INPUT.
--- Begin ---

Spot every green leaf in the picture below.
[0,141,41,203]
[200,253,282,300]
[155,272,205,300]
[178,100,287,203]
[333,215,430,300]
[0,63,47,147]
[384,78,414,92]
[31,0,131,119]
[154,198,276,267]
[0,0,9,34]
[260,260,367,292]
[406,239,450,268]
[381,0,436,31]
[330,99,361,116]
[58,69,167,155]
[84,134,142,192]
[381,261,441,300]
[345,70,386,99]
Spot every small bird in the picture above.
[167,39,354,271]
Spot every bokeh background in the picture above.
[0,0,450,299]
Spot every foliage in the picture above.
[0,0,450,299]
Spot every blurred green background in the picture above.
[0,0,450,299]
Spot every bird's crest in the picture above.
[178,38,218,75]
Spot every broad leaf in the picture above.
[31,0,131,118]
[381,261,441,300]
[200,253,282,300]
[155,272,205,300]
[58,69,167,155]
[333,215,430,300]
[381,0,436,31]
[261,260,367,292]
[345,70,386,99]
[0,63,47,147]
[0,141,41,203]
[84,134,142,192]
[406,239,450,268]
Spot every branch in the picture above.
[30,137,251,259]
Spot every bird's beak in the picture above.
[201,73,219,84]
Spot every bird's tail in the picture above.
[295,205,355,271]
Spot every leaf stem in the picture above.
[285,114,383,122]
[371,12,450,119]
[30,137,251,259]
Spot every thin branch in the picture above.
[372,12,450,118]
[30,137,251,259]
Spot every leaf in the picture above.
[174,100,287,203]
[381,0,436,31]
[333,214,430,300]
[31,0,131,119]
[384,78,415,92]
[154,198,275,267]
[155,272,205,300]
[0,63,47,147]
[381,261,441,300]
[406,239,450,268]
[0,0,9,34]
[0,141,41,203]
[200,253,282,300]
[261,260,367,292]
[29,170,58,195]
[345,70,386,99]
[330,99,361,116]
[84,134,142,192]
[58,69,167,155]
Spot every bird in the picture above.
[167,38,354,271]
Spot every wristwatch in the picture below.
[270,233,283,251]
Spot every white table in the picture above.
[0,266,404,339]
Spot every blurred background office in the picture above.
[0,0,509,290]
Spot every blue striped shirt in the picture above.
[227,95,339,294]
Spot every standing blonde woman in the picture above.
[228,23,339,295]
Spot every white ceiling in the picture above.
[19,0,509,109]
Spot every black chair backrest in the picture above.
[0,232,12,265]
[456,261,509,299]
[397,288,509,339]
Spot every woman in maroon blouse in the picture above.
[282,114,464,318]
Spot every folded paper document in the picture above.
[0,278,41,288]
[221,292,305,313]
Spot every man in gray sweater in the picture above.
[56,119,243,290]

--- End ---

Extract all of the data shown above without alteration.

Spot every green leaf in the picture below.
[0,141,41,203]
[200,253,282,300]
[155,272,205,300]
[178,100,287,203]
[333,215,430,300]
[0,63,47,147]
[384,78,414,92]
[31,0,131,119]
[154,198,276,267]
[0,0,9,34]
[260,260,367,292]
[406,239,450,268]
[381,0,436,31]
[330,99,361,116]
[58,69,167,155]
[84,134,142,192]
[381,261,441,300]
[345,70,386,99]
Spot every small bird in the picture above.
[167,39,354,271]
Spot every bokeh background in the picture above.
[0,0,450,299]
Spot every foliage in the picture above.
[0,0,450,299]
Spot every blurred green background in the picture above.
[0,0,450,299]
Spot every bird's crest in the picture above.
[178,38,218,75]
Spot every broad leaf in the picture above.
[31,0,131,118]
[381,261,441,300]
[200,253,282,300]
[155,272,205,300]
[58,69,167,155]
[333,215,430,300]
[381,0,436,31]
[261,260,367,292]
[345,70,386,99]
[0,63,47,147]
[0,141,41,203]
[84,134,142,192]
[406,239,450,268]
Spot every branch in the picture above.
[30,137,251,259]
Spot every bird's beak in the picture above.
[201,73,219,84]
Spot every bird's tail in the picture above.
[295,205,355,271]
Spot every leaf stem in the picture above.
[285,114,383,122]
[371,12,450,119]
[30,137,251,259]
Spot every thin branch in the picture above.
[372,12,450,118]
[30,137,251,259]
Spot every leaf in the picture above.
[174,100,287,203]
[381,0,436,31]
[333,214,430,300]
[31,0,131,119]
[384,78,415,92]
[154,198,275,267]
[155,272,205,300]
[0,63,47,147]
[381,261,441,300]
[406,239,450,268]
[0,0,9,34]
[0,141,41,203]
[200,253,282,300]
[261,260,367,292]
[29,170,58,195]
[345,70,386,99]
[330,99,361,116]
[84,134,142,192]
[58,69,167,155]
Spot every bird in the picture above.
[167,38,354,271]
Spot every wristwatch in the picture below.
[270,233,283,251]
Spot every white table in the picture above.
[0,266,404,339]
Spot every blurred background office in the picture above.
[0,0,509,290]
Spot every blue striped shirt in the picture above.
[227,95,339,294]
Spot every standing blonde woman in the picture above.
[228,23,339,295]
Spot every white ceiling in the picture above.
[19,0,509,109]
Spot every black chair backrest in the picture above.
[0,232,12,265]
[456,261,509,299]
[397,288,509,339]
Spot every woman in maroon blouse in the picture above.
[282,114,464,318]
Spot every folded paper document in the picture above.
[0,278,41,288]
[221,292,305,313]
Spot every man in gray sweater in the picture above.
[56,119,243,290]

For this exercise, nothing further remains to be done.